### Stated task
Edit the data from its start through the line containing "M232 26L231 28L222", replacing every "segment" with "trace" and leaving all else unchanged. Omit the pictures from your answer.

(Labeled contour entries)

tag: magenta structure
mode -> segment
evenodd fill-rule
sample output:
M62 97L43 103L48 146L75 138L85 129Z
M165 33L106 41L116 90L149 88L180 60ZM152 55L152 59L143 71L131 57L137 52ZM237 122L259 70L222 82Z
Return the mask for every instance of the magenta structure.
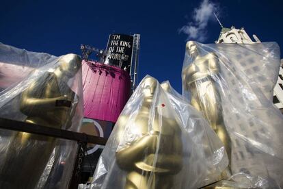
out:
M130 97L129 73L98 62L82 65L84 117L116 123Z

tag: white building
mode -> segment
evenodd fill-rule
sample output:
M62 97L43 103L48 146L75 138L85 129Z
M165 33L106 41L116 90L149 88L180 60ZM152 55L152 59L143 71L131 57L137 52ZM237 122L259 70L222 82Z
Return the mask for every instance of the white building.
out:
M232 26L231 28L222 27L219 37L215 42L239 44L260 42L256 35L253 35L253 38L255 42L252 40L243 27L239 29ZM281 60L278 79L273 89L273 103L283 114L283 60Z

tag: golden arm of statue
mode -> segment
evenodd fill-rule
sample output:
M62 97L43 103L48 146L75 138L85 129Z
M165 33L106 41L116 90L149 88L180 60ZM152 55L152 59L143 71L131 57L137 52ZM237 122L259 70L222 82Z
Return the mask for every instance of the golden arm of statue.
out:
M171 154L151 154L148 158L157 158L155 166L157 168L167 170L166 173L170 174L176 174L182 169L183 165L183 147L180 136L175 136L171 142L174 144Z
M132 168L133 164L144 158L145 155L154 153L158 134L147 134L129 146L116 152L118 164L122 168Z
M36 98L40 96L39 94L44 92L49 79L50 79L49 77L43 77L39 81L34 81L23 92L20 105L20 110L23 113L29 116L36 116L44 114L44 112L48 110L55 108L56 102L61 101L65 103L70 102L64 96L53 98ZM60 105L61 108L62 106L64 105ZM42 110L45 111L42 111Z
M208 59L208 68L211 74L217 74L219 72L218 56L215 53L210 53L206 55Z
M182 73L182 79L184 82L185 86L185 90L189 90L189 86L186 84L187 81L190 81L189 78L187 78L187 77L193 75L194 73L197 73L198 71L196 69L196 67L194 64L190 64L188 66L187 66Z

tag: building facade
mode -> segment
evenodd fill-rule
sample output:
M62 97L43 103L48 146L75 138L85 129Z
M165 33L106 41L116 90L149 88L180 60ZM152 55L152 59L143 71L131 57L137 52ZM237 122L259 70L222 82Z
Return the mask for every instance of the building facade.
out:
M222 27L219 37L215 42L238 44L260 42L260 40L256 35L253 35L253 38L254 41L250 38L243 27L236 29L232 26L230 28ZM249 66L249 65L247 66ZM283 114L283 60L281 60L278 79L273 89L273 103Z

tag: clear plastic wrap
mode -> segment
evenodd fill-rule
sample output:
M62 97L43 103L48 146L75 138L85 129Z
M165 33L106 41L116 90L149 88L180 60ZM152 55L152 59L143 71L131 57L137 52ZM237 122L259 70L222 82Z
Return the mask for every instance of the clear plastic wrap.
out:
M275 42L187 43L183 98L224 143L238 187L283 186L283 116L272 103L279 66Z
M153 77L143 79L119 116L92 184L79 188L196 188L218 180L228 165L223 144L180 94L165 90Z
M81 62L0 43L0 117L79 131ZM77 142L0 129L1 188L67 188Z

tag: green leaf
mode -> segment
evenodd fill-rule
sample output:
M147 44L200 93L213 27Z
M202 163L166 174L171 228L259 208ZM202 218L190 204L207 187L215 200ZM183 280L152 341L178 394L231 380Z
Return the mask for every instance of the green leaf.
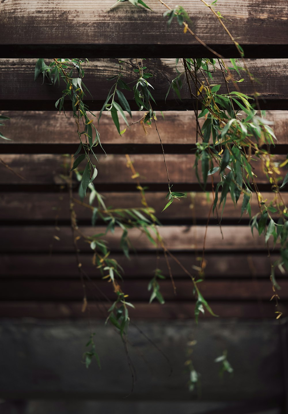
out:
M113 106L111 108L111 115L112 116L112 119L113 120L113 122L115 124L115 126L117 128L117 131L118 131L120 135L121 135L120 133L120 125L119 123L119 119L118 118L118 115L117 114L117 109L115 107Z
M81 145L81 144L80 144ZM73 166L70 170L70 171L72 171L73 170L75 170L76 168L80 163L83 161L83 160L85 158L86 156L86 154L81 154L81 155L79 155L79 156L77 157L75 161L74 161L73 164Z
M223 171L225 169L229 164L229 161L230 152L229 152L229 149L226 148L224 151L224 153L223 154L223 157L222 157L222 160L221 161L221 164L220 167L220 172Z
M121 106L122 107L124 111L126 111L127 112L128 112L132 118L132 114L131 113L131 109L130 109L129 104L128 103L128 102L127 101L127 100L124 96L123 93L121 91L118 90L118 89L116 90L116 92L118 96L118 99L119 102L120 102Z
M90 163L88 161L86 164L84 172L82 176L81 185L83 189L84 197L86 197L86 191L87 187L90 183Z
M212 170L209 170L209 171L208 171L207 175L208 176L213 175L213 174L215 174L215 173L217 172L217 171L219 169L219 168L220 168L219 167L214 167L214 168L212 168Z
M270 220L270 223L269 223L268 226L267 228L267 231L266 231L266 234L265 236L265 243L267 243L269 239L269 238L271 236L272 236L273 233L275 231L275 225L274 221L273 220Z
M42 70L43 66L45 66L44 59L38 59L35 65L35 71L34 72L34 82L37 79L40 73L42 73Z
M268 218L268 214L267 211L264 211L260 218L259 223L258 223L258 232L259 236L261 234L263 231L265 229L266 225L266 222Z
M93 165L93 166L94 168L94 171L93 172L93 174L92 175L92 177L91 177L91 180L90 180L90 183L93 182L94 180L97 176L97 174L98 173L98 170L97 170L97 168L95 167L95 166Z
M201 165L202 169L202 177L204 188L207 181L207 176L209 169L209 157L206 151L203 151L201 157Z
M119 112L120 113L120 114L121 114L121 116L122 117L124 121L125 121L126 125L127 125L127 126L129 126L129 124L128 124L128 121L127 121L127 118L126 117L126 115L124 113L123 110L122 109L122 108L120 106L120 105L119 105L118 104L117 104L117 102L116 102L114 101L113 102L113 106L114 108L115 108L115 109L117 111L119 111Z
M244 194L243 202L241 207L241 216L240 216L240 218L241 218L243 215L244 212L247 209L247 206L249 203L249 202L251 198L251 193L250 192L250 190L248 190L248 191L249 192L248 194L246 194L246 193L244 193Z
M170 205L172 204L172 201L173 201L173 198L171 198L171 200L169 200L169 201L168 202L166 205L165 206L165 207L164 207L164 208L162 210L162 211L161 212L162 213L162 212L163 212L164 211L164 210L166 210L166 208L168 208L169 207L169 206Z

### Solved exercise
tag: magenta structure
mode -> trace
evenodd fill-rule
sample output:
M62 97L43 103L48 146L75 138L85 129Z
M165 33L106 41L116 90L149 88L180 60ZM152 55L152 59L143 71L131 57L137 52ZM237 122L259 70L222 82Z
Return the mask for every instance of the magenta structure.
out:
M130 97L129 73L98 62L82 65L84 117L116 123Z

tag: white building
mode -> trace
evenodd fill-rule
sample output:
M62 97L43 103L48 146L75 138L85 129Z
M165 33L106 41L116 90L149 88L180 60ZM152 55L152 59L143 71L131 57L137 52ZM237 122L259 70L222 82Z
Return the mask for every instance of the white building.
out:
M232 26L231 28L222 27L219 37L215 42L239 44L260 42L256 35L253 35L253 38L255 42L252 40L243 27L239 29ZM281 60L278 79L273 89L273 103L283 114L283 60Z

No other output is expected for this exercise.